* **Texto de origem**
==================================================
Os macacos sabem mesmo macaquear? Os animais podem se revoltar? Qual o interesse dos ratos …

"O que diriam os animais?" é sobre o que dizem os [animais] humanos

5 stars

Excelente livro da filósofa Vinciane Despret sobre a relação entre [animais] humanos e animais, sobre epistemologia da ciência e antropocentrismo. Com toques de sarcasmo e cutucando onde precisa ser cutucado, Despret é incisiva nas críticas a áreas pouquíssimo criativas como a sociobiologia. Por muito tempo, o tal do método científico vem tentado entender animais do ponto de vista antropocêntrico e Ocidental, como se estes fossem máquinas biológicas movidas pela passagem dos genes saudáveis, de acordo com a teoria da evolução. Isso despindo-os de agência, desejos, cognição, capacidade de buscar prazer, entre outros. E, na tentativa de denunciar os abusos praticados por esse método, muitos ativistas tratam os animais como se fossem vítimas, o que os despe dessas características, também. Despret aborda todos esses assuntos e faz o leitor questionar-se sobre as certezas da ciência (por exemplo, que lobos se organizam entre alfas, betas e ômegas... será?), sobre qual o limite entre o natural e o moralmente (in)correto, entre outros. Os principais autores em que Despret se alça são Isabelle Stengers, Donna Haraway, Bruno Latour, entre outros, como Michel Foucault.
==================================================
* **Amostras dos dados**
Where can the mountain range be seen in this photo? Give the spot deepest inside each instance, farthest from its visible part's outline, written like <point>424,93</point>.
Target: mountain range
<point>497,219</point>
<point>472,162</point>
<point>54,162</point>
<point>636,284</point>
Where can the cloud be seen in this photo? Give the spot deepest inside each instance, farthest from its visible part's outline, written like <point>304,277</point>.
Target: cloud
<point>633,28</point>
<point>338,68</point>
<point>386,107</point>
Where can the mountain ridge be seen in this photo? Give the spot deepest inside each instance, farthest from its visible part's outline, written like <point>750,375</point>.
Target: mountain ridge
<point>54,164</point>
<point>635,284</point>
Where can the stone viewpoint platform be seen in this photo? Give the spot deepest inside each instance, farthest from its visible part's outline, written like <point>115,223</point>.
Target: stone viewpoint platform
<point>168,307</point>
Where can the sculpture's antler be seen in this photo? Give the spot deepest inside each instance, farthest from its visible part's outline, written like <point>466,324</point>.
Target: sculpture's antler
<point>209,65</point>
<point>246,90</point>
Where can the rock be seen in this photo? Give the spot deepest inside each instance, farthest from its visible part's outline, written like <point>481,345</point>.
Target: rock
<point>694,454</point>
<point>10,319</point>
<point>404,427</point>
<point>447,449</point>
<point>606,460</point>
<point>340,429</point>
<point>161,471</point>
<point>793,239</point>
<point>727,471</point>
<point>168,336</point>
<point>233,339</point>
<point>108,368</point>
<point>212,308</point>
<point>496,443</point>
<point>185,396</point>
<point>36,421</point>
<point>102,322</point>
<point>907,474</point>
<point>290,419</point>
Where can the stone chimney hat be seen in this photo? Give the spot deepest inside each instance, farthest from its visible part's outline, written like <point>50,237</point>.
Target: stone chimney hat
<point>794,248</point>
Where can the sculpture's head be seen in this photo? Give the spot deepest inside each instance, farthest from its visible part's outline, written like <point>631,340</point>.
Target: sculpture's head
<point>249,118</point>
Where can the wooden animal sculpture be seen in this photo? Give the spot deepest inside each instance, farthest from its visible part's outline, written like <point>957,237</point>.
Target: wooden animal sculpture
==================================================
* **Enunciado 1**
De acordo com a resenha, qual é a profissão de Vinciane Despret?
* **Enunciado 2**
Diga se cada afirmação concorda com a resenha e cite as palavras dela que decidem: (a) Despret critica a sociobiologia. (b) Os ativistas que denunciam os abusos do método científico preservam a agência dos animais. (c) Bruno Latour está entre os principais autores em que Despret se apoia.
* **Enunciado 3**
Prossiga com a resenha sobre o livro de Vinciane Despret a partir da última frase.
Os registros não têm nenhuma relação com a resenha.

* **Saída do exercício 1**
Ela é filósofa.

* **Saída do exercício 2**
(a) Sim: "Despret é incisiva nas críticas a áreas pouquíssimo criativas como a sociobiologia".
(b) Não: "muitos ativistas tratam os animais como se fossem vítimas, o que os despe dessas características, também".
(c) Sim: "Os principais autores em que Despret se alça são Isabelle Stengers, Donna Haraway, Bruno Latour".

* **Saída do exercício 3**
O livro é organizado em capítulos por letras iniciais, como um abecedário, e pode ser lido sem nenhuma ordem específica, ainda que eu tenha lido de A a Z, nessa ordem. Meus capítulos preferidos foram "H de Hierarquia", "J de Justiça", "K de Kg", "N de Necessidade" e "Q de Queer". O meu menos preferido foi "G de Gênios". A apropriação da autora sobre certos conceitos de autismo não me agradou, e discordo da abordagem utilizada. Entretanto, esse tópico por si só mereceria um texto à parte.

Uma leitura importante para olhar a ciência com olhos filosóficos críticos, e questionar as certezas ocidentalizadas, ainda que dentro dos limites ocidentais (afinal de contas, Despret é uma mulher branca europeia). Coloco o livro com confiança na estante dos meus preferidos da vida. Gostaria de ler algum livro que filosofe sobre a percepção humana dos animais que fosse escrito por alguém do sul global, especialmente de povos originários, para entender se uma perspectiva diferente poderia suscitar questionamentos radicalmente diferentes. Ou seja, estou aceitando recomendações.